** Task brief **
Render every line of the material below as a JSON array of strings, one string per line, omitting any blank lines.

>> Start

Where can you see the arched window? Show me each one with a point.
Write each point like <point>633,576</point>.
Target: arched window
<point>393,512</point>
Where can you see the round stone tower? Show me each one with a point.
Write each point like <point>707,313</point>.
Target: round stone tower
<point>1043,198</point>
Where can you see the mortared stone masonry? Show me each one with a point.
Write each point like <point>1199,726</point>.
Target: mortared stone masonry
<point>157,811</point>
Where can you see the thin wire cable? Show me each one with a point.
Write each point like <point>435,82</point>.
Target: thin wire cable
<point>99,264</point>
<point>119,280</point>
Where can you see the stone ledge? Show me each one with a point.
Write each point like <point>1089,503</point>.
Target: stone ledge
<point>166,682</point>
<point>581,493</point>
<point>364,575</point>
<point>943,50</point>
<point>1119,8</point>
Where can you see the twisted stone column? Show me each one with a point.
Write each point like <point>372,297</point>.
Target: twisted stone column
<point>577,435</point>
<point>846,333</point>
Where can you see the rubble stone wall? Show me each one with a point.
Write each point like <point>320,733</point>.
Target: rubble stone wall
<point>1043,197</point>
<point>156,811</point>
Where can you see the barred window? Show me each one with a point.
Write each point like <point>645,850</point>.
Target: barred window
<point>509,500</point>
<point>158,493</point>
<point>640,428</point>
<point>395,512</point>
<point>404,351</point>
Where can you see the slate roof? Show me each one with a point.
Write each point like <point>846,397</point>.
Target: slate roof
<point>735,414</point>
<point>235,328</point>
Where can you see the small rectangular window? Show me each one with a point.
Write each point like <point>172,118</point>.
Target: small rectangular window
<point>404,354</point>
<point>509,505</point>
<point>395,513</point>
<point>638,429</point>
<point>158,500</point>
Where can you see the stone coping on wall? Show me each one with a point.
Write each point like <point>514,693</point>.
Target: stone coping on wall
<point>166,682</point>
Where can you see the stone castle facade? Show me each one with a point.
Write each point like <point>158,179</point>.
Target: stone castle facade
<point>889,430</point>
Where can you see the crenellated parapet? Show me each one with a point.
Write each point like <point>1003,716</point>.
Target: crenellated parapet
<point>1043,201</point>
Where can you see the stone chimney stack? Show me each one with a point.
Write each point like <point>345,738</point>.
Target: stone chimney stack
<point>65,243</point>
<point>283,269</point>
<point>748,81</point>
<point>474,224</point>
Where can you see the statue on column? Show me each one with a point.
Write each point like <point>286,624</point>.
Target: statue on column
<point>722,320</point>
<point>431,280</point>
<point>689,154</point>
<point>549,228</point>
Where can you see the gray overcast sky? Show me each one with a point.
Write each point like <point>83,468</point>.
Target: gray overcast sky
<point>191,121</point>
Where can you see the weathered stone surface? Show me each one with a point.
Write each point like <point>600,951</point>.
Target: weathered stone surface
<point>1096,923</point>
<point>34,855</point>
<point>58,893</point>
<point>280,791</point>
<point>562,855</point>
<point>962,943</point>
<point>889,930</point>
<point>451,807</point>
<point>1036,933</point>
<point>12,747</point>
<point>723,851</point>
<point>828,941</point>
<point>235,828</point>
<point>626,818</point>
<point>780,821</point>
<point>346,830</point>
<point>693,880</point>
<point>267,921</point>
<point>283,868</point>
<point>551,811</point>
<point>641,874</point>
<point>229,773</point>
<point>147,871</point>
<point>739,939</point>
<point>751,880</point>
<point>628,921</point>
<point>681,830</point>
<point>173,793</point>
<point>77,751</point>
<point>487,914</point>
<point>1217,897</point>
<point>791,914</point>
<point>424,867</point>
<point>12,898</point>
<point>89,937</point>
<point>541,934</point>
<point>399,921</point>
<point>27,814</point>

>> End

** Written response **
[
  "Where can you see the arched window? Show me each one with a point.",
  "Write each point like <point>633,576</point>.",
  "Target: arched window",
  "<point>393,512</point>",
  "Where can you see the round stone tower? Show me each one with a point.",
  "Write each point like <point>707,313</point>.",
  "Target: round stone tower",
  "<point>1043,198</point>",
  "Where can you see the mortared stone masonry? Show me each one with a point.",
  "Write each point like <point>1199,726</point>.",
  "Target: mortared stone masonry",
  "<point>157,811</point>",
  "Where can you see the thin wire cable? Show me each one with a point.",
  "Write each point like <point>435,82</point>.",
  "Target: thin wire cable",
  "<point>99,264</point>",
  "<point>119,280</point>",
  "Where can you see the stone ledge? Show me each one with a point.",
  "Write each point like <point>1089,503</point>.",
  "Target: stone ledge",
  "<point>166,682</point>",
  "<point>581,493</point>",
  "<point>364,575</point>",
  "<point>943,50</point>",
  "<point>1119,8</point>",
  "Where can you see the twisted stone column? Show me each one with a point.",
  "Write each point like <point>372,297</point>.",
  "Target: twisted stone column",
  "<point>577,435</point>",
  "<point>846,333</point>",
  "Where can you see the rubble stone wall? Show me each one with a point.",
  "Write each point like <point>320,733</point>.",
  "Target: rubble stone wall",
  "<point>1043,197</point>",
  "<point>156,811</point>",
  "Where can you see the barred window? Show me each one with a point.",
  "Write each point like <point>645,850</point>.",
  "Target: barred window",
  "<point>509,500</point>",
  "<point>158,493</point>",
  "<point>640,428</point>",
  "<point>395,512</point>",
  "<point>404,351</point>",
  "Where can you see the slate roof? Show me each one with a point.",
  "Write each point like <point>846,397</point>.",
  "Target: slate roof",
  "<point>735,414</point>",
  "<point>235,328</point>",
  "Where can you see the small rectangular window? Show me each one with a point.",
  "Write each point like <point>172,118</point>.",
  "Target: small rectangular window",
  "<point>404,354</point>",
  "<point>509,505</point>",
  "<point>395,513</point>",
  "<point>638,429</point>",
  "<point>158,500</point>",
  "Where can you see the stone coping on wall? Show me each one with a point.",
  "Write each point like <point>514,693</point>.",
  "Target: stone coping on wall",
  "<point>166,682</point>",
  "Where can you see the stone castle facade? Show me each one with a point.",
  "Write each point like <point>158,179</point>.",
  "Target: stone castle facade",
  "<point>889,430</point>",
  "Where can you see the crenellated parapet? Show me each one with a point.",
  "Write each point like <point>1003,716</point>.",
  "Target: crenellated parapet",
  "<point>1043,201</point>",
  "Where can you see the stone chimney stack? Show me each one with a point.",
  "Write each point like <point>345,738</point>.",
  "Target: stone chimney stack",
  "<point>65,243</point>",
  "<point>283,269</point>",
  "<point>748,81</point>",
  "<point>474,224</point>",
  "Where can you see the statue on column? Show me each one with a point.",
  "Write each point like <point>286,624</point>.",
  "Target: statue on column",
  "<point>722,320</point>",
  "<point>431,280</point>",
  "<point>689,154</point>",
  "<point>549,228</point>",
  "Where can you see the gray overcast sky? Show me each one with a point.",
  "Write each point like <point>83,468</point>.",
  "Target: gray overcast sky",
  "<point>191,121</point>",
  "Where can you see the weathered stone surface? Show me each one with a point.",
  "Write each point like <point>600,951</point>.",
  "Target: weathered stone surface",
  "<point>1096,923</point>",
  "<point>34,855</point>",
  "<point>58,893</point>",
  "<point>280,791</point>",
  "<point>562,855</point>",
  "<point>962,943</point>",
  "<point>889,930</point>",
  "<point>451,807</point>",
  "<point>1036,933</point>",
  "<point>12,747</point>",
  "<point>723,851</point>",
  "<point>828,941</point>",
  "<point>235,828</point>",
  "<point>626,818</point>",
  "<point>780,821</point>",
  "<point>346,830</point>",
  "<point>693,880</point>",
  "<point>267,921</point>",
  "<point>283,868</point>",
  "<point>551,811</point>",
  "<point>641,874</point>",
  "<point>229,773</point>",
  "<point>147,871</point>",
  "<point>739,939</point>",
  "<point>751,880</point>",
  "<point>628,921</point>",
  "<point>681,830</point>",
  "<point>173,793</point>",
  "<point>77,751</point>",
  "<point>487,914</point>",
  "<point>1217,897</point>",
  "<point>791,914</point>",
  "<point>424,867</point>",
  "<point>12,898</point>",
  "<point>89,937</point>",
  "<point>541,934</point>",
  "<point>399,921</point>",
  "<point>27,814</point>"
]